== WHAT IS REQUIRED ==
Here are some records; return them all exactly.

== EXERCISE DATA ==

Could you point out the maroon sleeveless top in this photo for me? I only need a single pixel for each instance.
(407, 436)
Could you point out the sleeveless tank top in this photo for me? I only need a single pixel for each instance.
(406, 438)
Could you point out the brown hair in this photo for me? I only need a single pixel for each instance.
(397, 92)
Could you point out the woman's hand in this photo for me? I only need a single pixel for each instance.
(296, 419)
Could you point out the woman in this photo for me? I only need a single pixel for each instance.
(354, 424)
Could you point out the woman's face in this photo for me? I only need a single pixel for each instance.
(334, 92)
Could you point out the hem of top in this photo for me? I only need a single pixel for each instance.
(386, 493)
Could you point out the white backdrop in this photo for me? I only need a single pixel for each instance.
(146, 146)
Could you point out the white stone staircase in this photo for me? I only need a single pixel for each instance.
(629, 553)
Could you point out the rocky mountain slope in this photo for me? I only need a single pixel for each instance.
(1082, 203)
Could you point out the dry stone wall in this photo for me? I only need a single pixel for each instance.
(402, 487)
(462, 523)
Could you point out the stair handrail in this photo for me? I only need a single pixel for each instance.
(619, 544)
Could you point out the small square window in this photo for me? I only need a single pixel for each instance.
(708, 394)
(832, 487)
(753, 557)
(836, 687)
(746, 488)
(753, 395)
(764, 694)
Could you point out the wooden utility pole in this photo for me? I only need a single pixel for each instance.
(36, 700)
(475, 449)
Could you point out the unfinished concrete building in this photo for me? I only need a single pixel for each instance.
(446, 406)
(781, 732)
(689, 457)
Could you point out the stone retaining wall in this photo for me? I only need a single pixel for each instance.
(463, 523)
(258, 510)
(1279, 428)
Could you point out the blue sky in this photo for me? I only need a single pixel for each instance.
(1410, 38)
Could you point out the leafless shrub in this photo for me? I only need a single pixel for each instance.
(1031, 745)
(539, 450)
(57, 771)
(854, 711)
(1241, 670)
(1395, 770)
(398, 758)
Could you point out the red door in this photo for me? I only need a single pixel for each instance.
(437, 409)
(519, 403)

== CORRECT OUTPUT ==
Could you point out the maroon sleeveless top in this photo for me? I only need a single pixel for each instance.
(407, 436)
Could you point out the sleeveless tank top in this photo for me? I only need a single pixel for each instance.
(406, 438)
Could you point out the brown hair in this photo for me? I only need a single pixel for each instance.
(397, 92)
Could you point out the woman's hand in this photo for me? I only need a single pixel for each instance.
(296, 419)
Could you point out the woman in this photo for me? I only need a single pixel for each instance.
(354, 424)
Could you point out the woman's face in this photo for me? I only need a single pixel for each instance.
(334, 92)
Could you point out the hem of top in this photo for me? I only need a single pixel for each instance.
(386, 493)
Could you point out the white backdrop in this photo for me? I only need a single pixel for each instance.
(146, 146)
Could you point out the white stone staircase in this photo for me? I only need a single pixel for each instance.
(629, 553)
Could you point out the rocky mountain slope in this photo for me? I only need a single pixel for each instance.
(1082, 203)
Could you point out the dry stone wall in this photo for me? I only need a single pixel for each instance.
(402, 487)
(462, 523)
Could you point out the stair handrail in this photo for me? I only need a single pixel for each instance.
(619, 544)
Could you point out the small square window in this photo for me? I only need a single pixel for each instance.
(708, 394)
(832, 487)
(753, 557)
(836, 687)
(746, 488)
(753, 395)
(764, 694)
Could you point out the wooden utility pole in this photo for me? I only need a single pixel for each instance.
(36, 700)
(475, 449)
Could you point out the unfinished concrete building in this photo for me? I only need a single pixel for each instance.
(446, 406)
(781, 732)
(689, 457)
Could you point out the stone retaining wall in this photo for me? I only need a single pixel for each instance.
(463, 523)
(258, 510)
(1279, 428)
Could you point out the blue sky in this photo for me? I only need a single pixel for each instance.
(1410, 38)
Could you point out the leafless shrub in this photo for me? I only need a single pixel for each instance.
(1031, 745)
(539, 450)
(57, 771)
(854, 711)
(1241, 670)
(1395, 770)
(398, 758)
Could you point out the red door in this photo for me? I only need a single pixel for each instance.
(437, 409)
(519, 403)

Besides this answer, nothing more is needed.